Task prompt:
Could you copy out the entries below with "Report" swapped for "Answer" wherever it occurs, changing nothing else and leaving the pictures out?

Input for this task:

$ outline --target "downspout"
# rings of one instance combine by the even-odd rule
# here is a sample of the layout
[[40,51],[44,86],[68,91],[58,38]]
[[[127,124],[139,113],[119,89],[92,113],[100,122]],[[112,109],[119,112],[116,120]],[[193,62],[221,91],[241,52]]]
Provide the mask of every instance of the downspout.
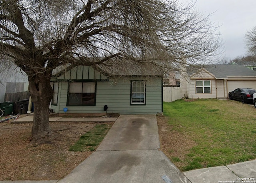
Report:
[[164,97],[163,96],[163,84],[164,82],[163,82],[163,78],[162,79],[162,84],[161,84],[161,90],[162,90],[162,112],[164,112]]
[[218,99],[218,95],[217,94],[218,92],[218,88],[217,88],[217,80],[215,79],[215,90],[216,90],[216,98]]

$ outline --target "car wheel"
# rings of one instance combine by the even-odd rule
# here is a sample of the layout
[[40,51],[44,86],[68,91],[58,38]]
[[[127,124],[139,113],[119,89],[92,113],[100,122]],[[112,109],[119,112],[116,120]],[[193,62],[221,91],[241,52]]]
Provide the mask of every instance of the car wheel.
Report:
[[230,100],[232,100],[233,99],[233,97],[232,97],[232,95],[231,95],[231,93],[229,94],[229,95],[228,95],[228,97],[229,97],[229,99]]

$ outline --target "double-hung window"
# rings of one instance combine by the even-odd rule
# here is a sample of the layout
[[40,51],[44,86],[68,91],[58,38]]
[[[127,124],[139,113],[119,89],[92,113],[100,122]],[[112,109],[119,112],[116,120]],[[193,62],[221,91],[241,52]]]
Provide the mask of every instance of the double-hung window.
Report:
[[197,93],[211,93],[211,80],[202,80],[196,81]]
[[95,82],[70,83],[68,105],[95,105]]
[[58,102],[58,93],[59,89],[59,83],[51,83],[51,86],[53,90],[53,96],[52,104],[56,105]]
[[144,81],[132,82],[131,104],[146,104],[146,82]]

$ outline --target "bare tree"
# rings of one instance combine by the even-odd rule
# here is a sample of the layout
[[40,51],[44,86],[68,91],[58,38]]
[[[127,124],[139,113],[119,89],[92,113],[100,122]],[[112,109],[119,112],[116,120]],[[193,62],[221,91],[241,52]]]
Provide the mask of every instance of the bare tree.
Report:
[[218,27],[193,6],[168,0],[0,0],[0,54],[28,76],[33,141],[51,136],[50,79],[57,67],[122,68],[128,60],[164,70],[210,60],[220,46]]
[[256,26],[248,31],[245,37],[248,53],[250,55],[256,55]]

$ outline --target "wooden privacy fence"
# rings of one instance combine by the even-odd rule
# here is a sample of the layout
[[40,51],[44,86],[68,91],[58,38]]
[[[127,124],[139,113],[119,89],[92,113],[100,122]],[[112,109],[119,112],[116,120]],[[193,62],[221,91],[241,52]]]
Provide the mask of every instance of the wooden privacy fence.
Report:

Result for this task:
$ outline --target "downspout"
# rings of one instance combine by the even-odd rule
# here is a sample of the layout
[[40,51],[44,86],[68,91],[58,38]]
[[[127,124],[139,113],[119,89],[92,113],[100,122]],[[112,109],[119,112],[116,120]],[[193,62],[221,91],[241,52]]]
Provide the mask of every instance of the downspout.
Answer:
[[164,97],[163,96],[163,84],[164,82],[163,82],[163,78],[162,79],[162,84],[161,84],[161,90],[162,90],[162,112],[164,112]]
[[218,99],[218,95],[217,94],[218,92],[218,88],[217,88],[217,80],[215,79],[215,90],[216,90],[216,98]]

$ outline --target "car wheel"
# rings of one instance combine by the even-odd rule
# here is a sample of the layout
[[40,51],[44,86],[68,91],[58,38]]
[[[127,124],[139,113],[119,89],[92,113],[100,122]],[[112,109],[119,112],[116,120]],[[193,62],[221,91],[241,52]]]
Provide the mask of every instance of the car wheel.
Answer:
[[230,100],[232,100],[233,99],[233,97],[232,97],[232,95],[231,95],[231,93],[229,94],[229,95],[228,95],[228,97],[229,97],[229,99]]

$ outline --target "double-hung window"
# rings of one instance combine by the even-odd rule
# here is a sample of the layout
[[40,51],[44,86],[68,91],[58,38]]
[[[127,124],[139,113],[119,89],[92,113],[100,122]],[[112,109],[119,112],[116,120]],[[193,62],[221,91],[241,52]]]
Provide the mask of every instance of the double-hung window.
Answer:
[[197,93],[211,93],[211,80],[202,80],[196,81]]
[[95,82],[70,83],[68,105],[95,105]]
[[58,102],[58,93],[59,89],[59,83],[51,83],[51,86],[53,90],[53,96],[52,104],[56,105]]
[[144,81],[132,82],[131,104],[146,104],[146,82]]

$ outline --target "bare tree"
# rings of one instance combine by the even-odd rule
# here is a sample of the layout
[[40,51],[44,86],[68,91],[58,38]]
[[[127,124],[139,113],[119,89],[92,113],[100,122]],[[112,109],[119,112],[116,120]],[[193,62],[221,91],[241,52]]]
Provide the mask of every instance of the bare tree.
Answer:
[[218,27],[193,6],[168,0],[0,0],[0,54],[28,76],[33,141],[51,136],[50,79],[57,67],[122,68],[128,60],[164,70],[210,60],[220,46]]
[[256,26],[248,31],[245,37],[248,53],[250,55],[256,55]]

$ outline --target "wooden privacy fence"
# rings of one instance combine by the even-odd rule
# here is a sample of the layout
[[40,51],[44,86],[68,91],[58,38]]
[[[127,124],[139,113],[119,89],[92,113],[100,122]],[[112,109],[119,112],[116,120]],[[193,62],[221,91],[241,52]]]
Provide the mask of every instance of the wooden privacy fence.
Answer:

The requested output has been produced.